White House seeks savings in domestic spending
- By Peter Cohn
- February 7, 2005
- Comments
The budget proposes to eliminate or sharply reduce 150 federal programs, saving about $20 billion, and cut overall non-security discretionary spending by almost 0.6 percent, while proposing hefty increases for defense and international programs.
"This budget makes some tough choices that will require reconciling competing priorities within the scarce resources available," House Appropriations Committee Chairman Jerry Lewis, R-Calif., said in a statement.
The budget forecasts the deficit, originally projected at $521 billion in fiscal 2005, will actually be $427 billion and then decline to $390 billion in 2006 and gradually to $207 billion in 2010.
By 2009, the deficit would fall to $233 billion, meeting the president's target of halving the deficit within four years. But when measured as a percentage of Gross Domestic Product, the deficit would be 1.5 percent of the economy in 2009, which would easily meet Bush's goal.
Under Bush's budget plan, about half of 2006 discretionary spending, $419.3 billion, would be for defense programs, including base construction and housing, a 4.8 percent increase over last year. Homeland Security funding also would rise by about $1 billion to $32.2 billion, a 3 percent increase.
That total does not include funding assumed by a proposal to increase the airline ticket security fee of $3 per flight to $5.50, which rural lawmakers and the airline industry are expected to oppose. Funding for the State Department and foreign aid programs would rise by about 15.7 percent, including a $1.5 billion increase for Millennium Challenge Accounts.
The Housing and Urban Development Department would be reduced by about 11.5 percent from 2005, while the Agriculture Department would be cut 9.6 percent. Other agencies in line for steep cuts include the Transportation, Justice and Labor departments, as well as EPA and Army Corps of Engineers.
The White House is proposing mandatory savings of $44.6 billion over 10 years in Medicaid. Other entitlement proposals include about $8.2 billion in farm subsidy reductions over 10 years and $10.7 billion in savings through changes to student loan programs.
While the administration factored in about $80 billion in 2005 costs related to ongoing operations in Iraq and Afghanistan, the budget shows no war spending in future years, nor does it include the full long-term costs of Bush's Social Security proposals, House Budget ranking member John Spratt, D-S.C., said. Those costs could add $4 trillion to the deficit over the next 10 years, he said.

▶ REQUIRED ACTION A
According to the budget article, by about what percentage would the Housing and Urban Development Department be reduced from 2005?
▶ REQUIRED ACTION B
Reproduce the stretch of the budget article from "White House seeks" through "in a statement.".
The material that comes next isn't needed for any of this work.

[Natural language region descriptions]

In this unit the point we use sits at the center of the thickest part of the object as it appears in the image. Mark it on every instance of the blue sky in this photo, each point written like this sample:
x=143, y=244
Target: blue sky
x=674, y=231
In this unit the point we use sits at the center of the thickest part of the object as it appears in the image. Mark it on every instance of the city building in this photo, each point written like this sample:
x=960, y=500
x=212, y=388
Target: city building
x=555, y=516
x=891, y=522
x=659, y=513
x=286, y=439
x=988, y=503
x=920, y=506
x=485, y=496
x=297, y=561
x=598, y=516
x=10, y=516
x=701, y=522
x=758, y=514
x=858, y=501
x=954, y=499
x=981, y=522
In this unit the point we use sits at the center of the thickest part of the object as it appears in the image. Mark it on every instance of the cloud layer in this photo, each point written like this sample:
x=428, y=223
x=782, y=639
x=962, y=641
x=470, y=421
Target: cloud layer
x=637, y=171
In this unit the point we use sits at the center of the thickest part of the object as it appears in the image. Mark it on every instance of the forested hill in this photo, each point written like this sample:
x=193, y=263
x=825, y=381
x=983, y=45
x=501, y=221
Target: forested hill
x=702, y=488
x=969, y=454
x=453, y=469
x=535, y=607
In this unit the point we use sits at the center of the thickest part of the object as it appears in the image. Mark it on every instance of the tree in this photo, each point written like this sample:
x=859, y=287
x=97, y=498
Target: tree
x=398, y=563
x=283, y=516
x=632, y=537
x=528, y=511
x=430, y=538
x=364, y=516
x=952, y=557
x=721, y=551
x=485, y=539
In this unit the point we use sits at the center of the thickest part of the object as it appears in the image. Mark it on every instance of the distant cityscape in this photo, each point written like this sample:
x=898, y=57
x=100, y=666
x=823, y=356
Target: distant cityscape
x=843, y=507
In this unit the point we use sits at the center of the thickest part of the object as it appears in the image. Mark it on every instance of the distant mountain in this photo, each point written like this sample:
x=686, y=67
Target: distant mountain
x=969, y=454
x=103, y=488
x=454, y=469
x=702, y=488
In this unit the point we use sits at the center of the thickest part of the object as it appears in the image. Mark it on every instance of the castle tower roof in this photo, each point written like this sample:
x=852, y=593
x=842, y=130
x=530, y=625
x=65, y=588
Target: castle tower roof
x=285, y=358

▶ TASK OUTPUT A
About 11.5 percent.

▶ TASK OUTPUT B
White House seeks savings in domestic spending
- By Peter Cohn
- February 7, 2005
- Comments
The budget proposes to eliminate or sharply reduce 150 federal programs, saving about $20 billion, and cut overall non-security discretionary spending by almost 0.6 percent, while proposing hefty increases for defense and international programs.
"This budget makes some tough choices that will require reconciling competing priorities within the scarce resources available," House Appropriations Committee Chairman Jerry Lewis, R-Calif., said in a statement.